> DATASET RECORDS:
+ + +

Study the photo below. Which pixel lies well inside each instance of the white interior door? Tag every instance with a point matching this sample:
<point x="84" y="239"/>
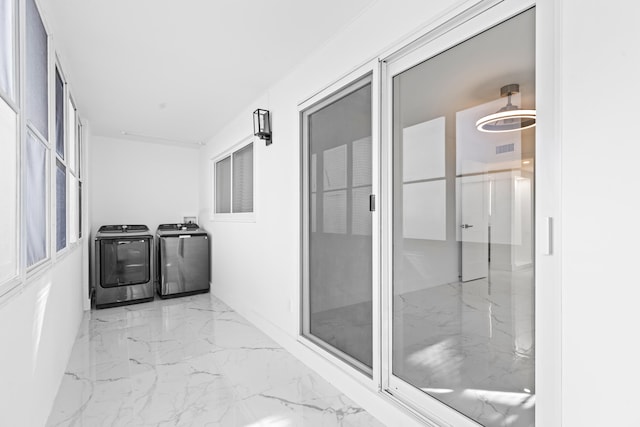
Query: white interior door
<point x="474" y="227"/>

+ + +

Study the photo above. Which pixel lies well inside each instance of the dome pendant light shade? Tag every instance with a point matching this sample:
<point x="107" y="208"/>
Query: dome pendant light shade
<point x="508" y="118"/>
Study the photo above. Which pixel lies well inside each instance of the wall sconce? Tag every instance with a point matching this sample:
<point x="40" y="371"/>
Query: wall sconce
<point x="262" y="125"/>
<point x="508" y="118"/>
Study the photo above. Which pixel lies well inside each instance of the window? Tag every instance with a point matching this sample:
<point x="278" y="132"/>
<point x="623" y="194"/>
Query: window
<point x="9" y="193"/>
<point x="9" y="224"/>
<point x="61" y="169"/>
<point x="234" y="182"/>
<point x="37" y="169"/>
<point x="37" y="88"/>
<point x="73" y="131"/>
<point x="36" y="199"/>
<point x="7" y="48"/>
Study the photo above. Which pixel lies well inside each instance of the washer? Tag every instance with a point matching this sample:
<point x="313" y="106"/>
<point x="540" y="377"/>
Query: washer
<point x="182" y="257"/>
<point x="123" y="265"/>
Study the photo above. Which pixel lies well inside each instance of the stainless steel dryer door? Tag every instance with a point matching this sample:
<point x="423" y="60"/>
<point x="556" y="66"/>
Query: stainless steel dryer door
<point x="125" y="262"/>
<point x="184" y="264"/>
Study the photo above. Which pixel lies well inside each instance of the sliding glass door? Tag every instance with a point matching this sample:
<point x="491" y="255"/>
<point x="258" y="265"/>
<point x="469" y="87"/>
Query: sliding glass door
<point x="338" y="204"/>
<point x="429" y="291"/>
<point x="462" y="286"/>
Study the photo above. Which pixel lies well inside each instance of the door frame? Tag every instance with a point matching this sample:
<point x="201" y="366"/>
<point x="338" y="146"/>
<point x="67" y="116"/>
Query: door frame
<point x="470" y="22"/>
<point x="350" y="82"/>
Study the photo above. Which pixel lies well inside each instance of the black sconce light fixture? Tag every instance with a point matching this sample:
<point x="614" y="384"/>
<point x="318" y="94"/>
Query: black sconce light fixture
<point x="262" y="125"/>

+ + +

> WHAT IS EXPECTED: Pull out every line of the listing above that contains the word "dryer".

> TASK RESULT:
Study the photo above. Which pixel lies well inside each instance of the stainless steel dryer door? Tag every instance with a point matching this sample:
Query: stainless steel dryer door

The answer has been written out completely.